** start RECORDS PROVIDED **

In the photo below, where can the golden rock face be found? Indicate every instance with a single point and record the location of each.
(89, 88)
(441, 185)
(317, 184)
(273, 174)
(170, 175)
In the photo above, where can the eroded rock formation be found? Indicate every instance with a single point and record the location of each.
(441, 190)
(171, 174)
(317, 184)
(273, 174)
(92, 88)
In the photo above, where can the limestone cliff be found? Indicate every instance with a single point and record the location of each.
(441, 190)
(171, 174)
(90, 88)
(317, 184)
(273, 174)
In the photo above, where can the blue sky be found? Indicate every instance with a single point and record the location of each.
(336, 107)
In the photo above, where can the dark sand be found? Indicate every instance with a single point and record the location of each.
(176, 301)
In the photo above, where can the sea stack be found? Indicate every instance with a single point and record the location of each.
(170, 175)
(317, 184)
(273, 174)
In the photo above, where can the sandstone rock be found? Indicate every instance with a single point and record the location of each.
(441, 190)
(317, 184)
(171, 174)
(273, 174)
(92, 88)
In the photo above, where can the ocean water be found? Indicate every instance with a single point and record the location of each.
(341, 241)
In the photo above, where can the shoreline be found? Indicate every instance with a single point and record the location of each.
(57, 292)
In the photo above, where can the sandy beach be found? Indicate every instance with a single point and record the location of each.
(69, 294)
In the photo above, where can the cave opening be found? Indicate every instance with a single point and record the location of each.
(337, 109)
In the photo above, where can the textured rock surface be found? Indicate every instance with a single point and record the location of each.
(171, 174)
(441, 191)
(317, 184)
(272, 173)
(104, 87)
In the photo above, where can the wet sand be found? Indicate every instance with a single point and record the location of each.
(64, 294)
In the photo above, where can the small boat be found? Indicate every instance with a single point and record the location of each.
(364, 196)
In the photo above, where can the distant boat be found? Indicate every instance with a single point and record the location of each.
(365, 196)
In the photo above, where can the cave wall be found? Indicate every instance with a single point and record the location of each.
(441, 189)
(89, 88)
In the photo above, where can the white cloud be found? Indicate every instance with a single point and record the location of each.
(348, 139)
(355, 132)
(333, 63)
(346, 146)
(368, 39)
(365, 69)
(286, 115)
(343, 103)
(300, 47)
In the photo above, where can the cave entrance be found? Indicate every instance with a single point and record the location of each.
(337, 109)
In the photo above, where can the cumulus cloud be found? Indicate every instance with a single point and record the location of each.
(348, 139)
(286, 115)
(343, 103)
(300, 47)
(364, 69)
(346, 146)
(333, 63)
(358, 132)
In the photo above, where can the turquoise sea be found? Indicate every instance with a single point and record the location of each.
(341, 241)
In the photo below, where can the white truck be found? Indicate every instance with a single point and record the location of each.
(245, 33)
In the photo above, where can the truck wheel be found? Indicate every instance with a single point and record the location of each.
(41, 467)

** end RECORDS PROVIDED **

_JOB_
Rewrite all of the rows above as a numbered list, leaving out any blank lines.

_OUTPUT FOR THIS EXERCISE_
1. In the photo below, where can the golden rock face be found? Indicate every instance with a single point and record the location of each.
2. (89, 88)
3. (441, 185)
4. (317, 184)
5. (273, 174)
6. (170, 175)
7. In the photo above, where can the eroded rock formation be found? Indicate every instance with a single point and record the location of each.
8. (441, 190)
9. (171, 174)
10. (317, 184)
11. (273, 174)
12. (92, 88)
13. In the photo above, where can the limestone cliff be found? Indicate every instance with a single point and record the location of each.
14. (441, 190)
15. (171, 174)
16. (90, 88)
17. (317, 184)
18. (273, 174)
19. In the photo above, where can the blue sky be found? Indicate every instance with a single point and record the location of each.
20. (336, 107)
21. In the photo above, where can the dark sand be found? Indicate every instance with a single point and record the location of each.
22. (176, 301)
23. In the photo above, where can the sea stack be found? Indicate every instance with a single point and record the location of each.
24. (170, 175)
25. (317, 184)
26. (273, 174)
27. In the photo above, where can the sandstone rock be found? Indicate every instance with a single point and record the location of each.
28. (441, 190)
29. (317, 184)
30. (171, 174)
31. (273, 174)
32. (92, 88)
33. In the photo above, where can the ocean water be found? Indicate every instance with a single point and record the location of each.
34. (341, 241)
35. In the photo above, where can the shoreline be found? Indicate every instance with a single point and record the location of each.
36. (57, 292)
37. In the photo above, where can the sandy beach be found? Indicate every instance with a single point and record the location of each.
38. (69, 294)
39. In the photo above, where can the cave opening be found? Indicate every instance with a single point and record the location of each.
40. (337, 109)
41. In the photo above, where can the textured rock surface be found? Indicate every instance with a single point and record the location of each.
42. (171, 174)
43. (441, 191)
44. (317, 184)
45. (272, 173)
46. (104, 87)
47. In the photo above, where can the wet sand be found? Indicate every instance with a single point and record the location of each.
48. (64, 294)
49. In the photo above, where can the small boat be found? Indicate every instance with a single point and record the location of each.
50. (364, 196)
51. In the photo above, where can the distant boat be found? Indicate every instance with a single point and record the location of each.
52. (365, 196)
53. In the photo above, where can the cave wall be found? Indicate every instance with a single point and record the location of each.
54. (441, 189)
55. (89, 88)
56. In the photo above, where can the white cloud be found? Indicate every instance with a single point and record the location of each.
57. (348, 139)
58. (355, 132)
59. (333, 63)
60. (346, 146)
61. (368, 39)
62. (365, 69)
63. (286, 115)
64. (343, 103)
65. (300, 47)
66. In the photo above, where can the cave entrance be found? Indicate every instance with a single point and record the location of each.
67. (337, 109)
68. In the photo above, where can the cumulus cloud be found? Indicate every instance with a single point and record the location of each.
69. (348, 139)
70. (286, 115)
71. (343, 103)
72. (300, 47)
73. (364, 69)
74. (346, 146)
75. (333, 63)
76. (358, 132)
77. In the photo above, where can the turquoise sea be found? Indicate every instance with a single point and record the location of each.
78. (341, 241)
79. In the photo below, where can the white truck be found? Indicate every instance with a single point and record the location of each.
80. (245, 33)
81. In the photo above, where can the truck wheel be found? Indicate every instance with a single point and record the location of each.
82. (41, 467)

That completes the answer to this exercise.